> **Hedefler**
1/ Okuma metnine göre aşağıdaki soruları yanıtlayınız:
(a) Anlatıcının önünde hangi kategorilerde tırmanışlar vardı?
(b) Göl kıyısı genelde kimlere hizmet eden bir görünümdeydi?
(c) Kıyıdaki adamın yanında kaç büyük şişe su vardı?
2/ Aşağıdaki satırlarda "For every instance of the kneeling" ifadesini içeren satırla başlayıp satırların sonuna kadar giden bölümü, iki uç da dahil olmak üzere, boş satırları çıkararak numaralı liste biçiminde düzenleyiniz.

> **Okuma Metni**
- - - -

Genel olarak yeşil ve mutedil trafikli bir yoldan ilerliyordum ama birkaç gündür geçtiğim iniş ve düz karakterli yolların aksine artık tırmanışlar içeren bir yoldaydım. 3. Ve 4. Kategori tırmanışlar vardı önümde. Ama yokuşları da özlediğimden hiç şikayet etmedim. Hava oldukça sıcaktı ve güneş tüm gün tepemde olacaktı. İlk durağım, susuz kaldığım için belki su bulurum umuduyla girdiğim, küçük bir göl kıyısına konuşlanmış salaş bir yerdi. Göl kıyısı, genelde, balıkçı ve piknikçilere hizmet eder bir görünümdeydi. Kıyıya yakın bir yerde duran irice bir adama elimle su içme işareti yapıp mataramı gösterdim. Kuzeyden kalma bir alışkanlıkla “water” yanına “aqua”yı ekliyorum hep. Hani birinden kaçarsa ötekinden yakalarız hesabı. Buradaki adam İngilizce’ye cevap verince işler kolay oldu. Yanındaki büyük iki şişe sudan birini açıp mataramı oldurdu. Diğerini de işaret edip “bu benim için” dedi. kendisine teşekkür edip gölün kıyısında bir iki kare fotoğraf çektikten sonra yolda devam ettim.

- - - -

Konum etiketleme verilerinden alıntılar:
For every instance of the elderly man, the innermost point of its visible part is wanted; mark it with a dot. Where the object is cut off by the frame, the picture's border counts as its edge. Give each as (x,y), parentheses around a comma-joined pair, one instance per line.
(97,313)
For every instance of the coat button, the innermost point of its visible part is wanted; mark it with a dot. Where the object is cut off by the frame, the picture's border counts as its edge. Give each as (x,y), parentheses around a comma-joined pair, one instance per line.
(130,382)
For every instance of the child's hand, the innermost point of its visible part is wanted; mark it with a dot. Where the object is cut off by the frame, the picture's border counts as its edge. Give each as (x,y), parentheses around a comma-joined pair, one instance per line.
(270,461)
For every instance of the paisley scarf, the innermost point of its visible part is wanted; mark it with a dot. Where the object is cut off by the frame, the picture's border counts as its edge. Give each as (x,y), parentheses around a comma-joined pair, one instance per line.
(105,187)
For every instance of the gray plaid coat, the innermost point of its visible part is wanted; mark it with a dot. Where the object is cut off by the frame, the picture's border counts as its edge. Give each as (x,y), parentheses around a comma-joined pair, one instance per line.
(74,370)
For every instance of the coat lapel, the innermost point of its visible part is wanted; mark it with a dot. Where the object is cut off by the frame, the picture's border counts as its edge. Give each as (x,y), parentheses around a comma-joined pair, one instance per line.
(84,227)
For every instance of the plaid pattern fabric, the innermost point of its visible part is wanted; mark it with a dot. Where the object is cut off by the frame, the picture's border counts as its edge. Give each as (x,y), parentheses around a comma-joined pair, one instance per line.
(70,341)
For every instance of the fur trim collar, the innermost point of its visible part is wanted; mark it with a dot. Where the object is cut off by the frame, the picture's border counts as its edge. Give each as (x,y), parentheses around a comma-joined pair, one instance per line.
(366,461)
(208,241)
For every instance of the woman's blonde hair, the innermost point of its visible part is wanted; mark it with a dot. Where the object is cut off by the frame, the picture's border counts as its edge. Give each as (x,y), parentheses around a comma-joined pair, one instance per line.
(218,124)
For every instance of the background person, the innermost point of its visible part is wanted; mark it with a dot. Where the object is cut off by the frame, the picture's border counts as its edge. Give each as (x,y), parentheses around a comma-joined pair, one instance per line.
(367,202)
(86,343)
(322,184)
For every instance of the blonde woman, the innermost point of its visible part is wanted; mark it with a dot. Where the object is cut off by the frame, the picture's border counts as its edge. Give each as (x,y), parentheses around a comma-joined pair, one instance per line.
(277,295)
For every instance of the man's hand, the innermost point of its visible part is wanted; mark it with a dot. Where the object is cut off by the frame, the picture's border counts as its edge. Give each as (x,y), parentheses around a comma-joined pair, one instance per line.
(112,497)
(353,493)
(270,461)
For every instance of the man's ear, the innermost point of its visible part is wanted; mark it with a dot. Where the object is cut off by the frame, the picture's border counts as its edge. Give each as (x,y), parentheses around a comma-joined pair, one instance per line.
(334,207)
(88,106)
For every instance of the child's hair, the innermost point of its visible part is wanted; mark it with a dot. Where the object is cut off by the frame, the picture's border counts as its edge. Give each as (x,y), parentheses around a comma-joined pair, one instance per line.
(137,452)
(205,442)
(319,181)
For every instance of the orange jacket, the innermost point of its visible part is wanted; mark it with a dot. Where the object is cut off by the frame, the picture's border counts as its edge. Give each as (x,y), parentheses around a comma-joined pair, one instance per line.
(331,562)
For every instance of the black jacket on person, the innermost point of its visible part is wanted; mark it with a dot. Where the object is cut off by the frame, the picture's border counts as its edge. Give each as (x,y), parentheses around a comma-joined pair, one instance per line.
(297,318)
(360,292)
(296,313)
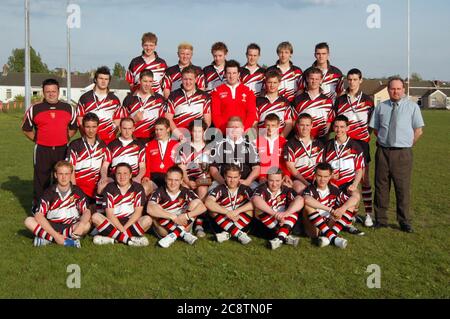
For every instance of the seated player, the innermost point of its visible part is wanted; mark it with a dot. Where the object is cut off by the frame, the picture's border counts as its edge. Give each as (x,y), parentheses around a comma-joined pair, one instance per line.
(174,209)
(144,107)
(230,206)
(63,216)
(187,104)
(302,153)
(193,157)
(160,155)
(124,202)
(278,208)
(346,158)
(90,158)
(272,102)
(252,75)
(215,72)
(172,76)
(270,146)
(235,149)
(316,104)
(328,210)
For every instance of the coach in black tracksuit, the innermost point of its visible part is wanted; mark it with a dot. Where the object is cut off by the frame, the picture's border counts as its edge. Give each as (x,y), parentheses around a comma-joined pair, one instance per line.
(50,125)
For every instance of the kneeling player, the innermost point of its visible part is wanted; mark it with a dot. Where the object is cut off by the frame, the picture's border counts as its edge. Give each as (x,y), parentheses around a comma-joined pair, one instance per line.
(175,208)
(124,201)
(230,206)
(277,207)
(63,216)
(327,208)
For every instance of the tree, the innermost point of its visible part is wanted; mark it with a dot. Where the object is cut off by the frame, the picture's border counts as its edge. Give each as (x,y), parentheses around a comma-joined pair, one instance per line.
(119,71)
(16,62)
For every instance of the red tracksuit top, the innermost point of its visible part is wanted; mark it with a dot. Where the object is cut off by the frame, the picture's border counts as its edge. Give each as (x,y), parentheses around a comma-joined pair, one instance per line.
(225,106)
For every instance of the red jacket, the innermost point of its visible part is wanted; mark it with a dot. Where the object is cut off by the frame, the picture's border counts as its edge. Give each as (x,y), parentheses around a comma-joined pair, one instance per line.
(224,106)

- - - -

> **Alıştırma Sonuçları**
1/
(a) 3. ve 4. kategori tırmanışlar.
(b) Balıkçılara ve piknikçilere.
(c) İki.

2/
1. For every instance of the kneeling player, the innermost point of its visible part is wanted; mark it with a dot. Where the object is cut off by the frame, the picture's border counts as its edge. Give each as (x,y), parentheses around a comma-joined pair, one instance per line.
2. (175,208)
3. (124,201)
4. (230,206)
5. (277,207)
6. (63,216)
7. (327,208)
8. For every instance of the tree, the innermost point of its visible part is wanted; mark it with a dot. Where the object is cut off by the frame, the picture's border counts as its edge. Give each as (x,y), parentheses around a comma-joined pair, one instance per line.
9. (119,71)
10. (16,62)
11. For every instance of the red tracksuit top, the innermost point of its visible part is wanted; mark it with a dot. Where the object is cut off by the frame, the picture's border counts as its edge. Give each as (x,y), parentheses around a comma-joined pair, one instance per line.
12. (225,106)
13. For every instance of the red jacket, the innermost point of its visible part is wanted; mark it with a dot. Where the object is cut off by the frame, the picture's border counts as its edge. Give each as (x,y), parentheses around a comma-joined pair, one instance per line.
14. (224,106)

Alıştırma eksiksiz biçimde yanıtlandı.